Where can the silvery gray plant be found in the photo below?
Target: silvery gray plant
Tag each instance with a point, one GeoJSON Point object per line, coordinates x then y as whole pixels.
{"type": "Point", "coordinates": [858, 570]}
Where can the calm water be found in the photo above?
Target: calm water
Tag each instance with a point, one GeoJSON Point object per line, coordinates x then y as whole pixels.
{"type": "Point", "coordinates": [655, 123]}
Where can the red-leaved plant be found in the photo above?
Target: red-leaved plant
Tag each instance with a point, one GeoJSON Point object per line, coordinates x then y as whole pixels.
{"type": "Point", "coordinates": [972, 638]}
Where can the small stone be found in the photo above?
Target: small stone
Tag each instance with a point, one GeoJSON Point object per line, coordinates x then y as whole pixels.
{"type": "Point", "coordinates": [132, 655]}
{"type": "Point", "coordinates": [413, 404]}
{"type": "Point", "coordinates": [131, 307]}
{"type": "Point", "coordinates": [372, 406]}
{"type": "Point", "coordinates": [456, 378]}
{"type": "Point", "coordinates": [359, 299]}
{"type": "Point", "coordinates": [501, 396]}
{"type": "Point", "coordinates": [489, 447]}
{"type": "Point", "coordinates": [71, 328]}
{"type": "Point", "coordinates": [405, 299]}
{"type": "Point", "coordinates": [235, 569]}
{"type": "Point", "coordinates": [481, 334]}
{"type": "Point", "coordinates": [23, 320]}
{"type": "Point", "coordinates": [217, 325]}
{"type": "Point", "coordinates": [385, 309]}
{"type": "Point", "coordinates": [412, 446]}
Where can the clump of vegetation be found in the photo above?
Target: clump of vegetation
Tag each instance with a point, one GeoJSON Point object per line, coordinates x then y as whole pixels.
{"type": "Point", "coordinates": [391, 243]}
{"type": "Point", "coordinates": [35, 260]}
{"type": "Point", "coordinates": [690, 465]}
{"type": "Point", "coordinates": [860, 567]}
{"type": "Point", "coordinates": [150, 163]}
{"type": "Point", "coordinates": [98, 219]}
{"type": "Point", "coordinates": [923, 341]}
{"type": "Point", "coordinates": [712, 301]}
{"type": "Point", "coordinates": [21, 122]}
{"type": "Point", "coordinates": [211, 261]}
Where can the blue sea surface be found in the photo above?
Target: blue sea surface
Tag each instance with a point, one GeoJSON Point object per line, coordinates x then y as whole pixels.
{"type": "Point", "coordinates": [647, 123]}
----------------
**Aim of the exercise**
From the first line to the last, reproduce the data above exactly.

**Response box**
Where can the silvery gray plant be found in the photo below?
Target: silvery gray plant
Tag each instance with a point, one GeoJSON Point object per line, coordinates x then y as whole pixels.
{"type": "Point", "coordinates": [858, 570]}
Where can the calm water be found in the photo above?
Target: calm water
Tag each instance with a point, one GeoJSON Point object per line, coordinates x then y as whole pixels.
{"type": "Point", "coordinates": [655, 123]}
Where can the red-leaved plant be found in the photo above?
Target: red-leaved plant
Tag each instance with a point, one GeoJSON Point object per line, coordinates x then y as whole pixels.
{"type": "Point", "coordinates": [972, 638]}
Where can the small stone be found in the photo above?
Target: small stone
Tag each instance with a point, one GeoJSON Point object per line, coordinates x then y as whole pixels.
{"type": "Point", "coordinates": [132, 655]}
{"type": "Point", "coordinates": [413, 404]}
{"type": "Point", "coordinates": [131, 307]}
{"type": "Point", "coordinates": [372, 406]}
{"type": "Point", "coordinates": [456, 378]}
{"type": "Point", "coordinates": [359, 299]}
{"type": "Point", "coordinates": [501, 396]}
{"type": "Point", "coordinates": [489, 447]}
{"type": "Point", "coordinates": [71, 328]}
{"type": "Point", "coordinates": [405, 299]}
{"type": "Point", "coordinates": [235, 569]}
{"type": "Point", "coordinates": [481, 334]}
{"type": "Point", "coordinates": [23, 320]}
{"type": "Point", "coordinates": [217, 325]}
{"type": "Point", "coordinates": [385, 309]}
{"type": "Point", "coordinates": [412, 446]}
Where can the clump of vegetation be found in the photo above?
Target: clump of vegetation
Tag each instance with a point, one GeoJSON Point object per line, coordinates x then y as whole pixels.
{"type": "Point", "coordinates": [391, 243]}
{"type": "Point", "coordinates": [35, 260]}
{"type": "Point", "coordinates": [690, 465]}
{"type": "Point", "coordinates": [860, 567]}
{"type": "Point", "coordinates": [150, 163]}
{"type": "Point", "coordinates": [98, 219]}
{"type": "Point", "coordinates": [923, 341]}
{"type": "Point", "coordinates": [712, 301]}
{"type": "Point", "coordinates": [21, 122]}
{"type": "Point", "coordinates": [211, 261]}
Where can the blue sea surface be found in the photo above?
Target: blue sea surface
Tag each instance with a point, one GeoJSON Point object per line, coordinates x then y as whole pixels.
{"type": "Point", "coordinates": [647, 123]}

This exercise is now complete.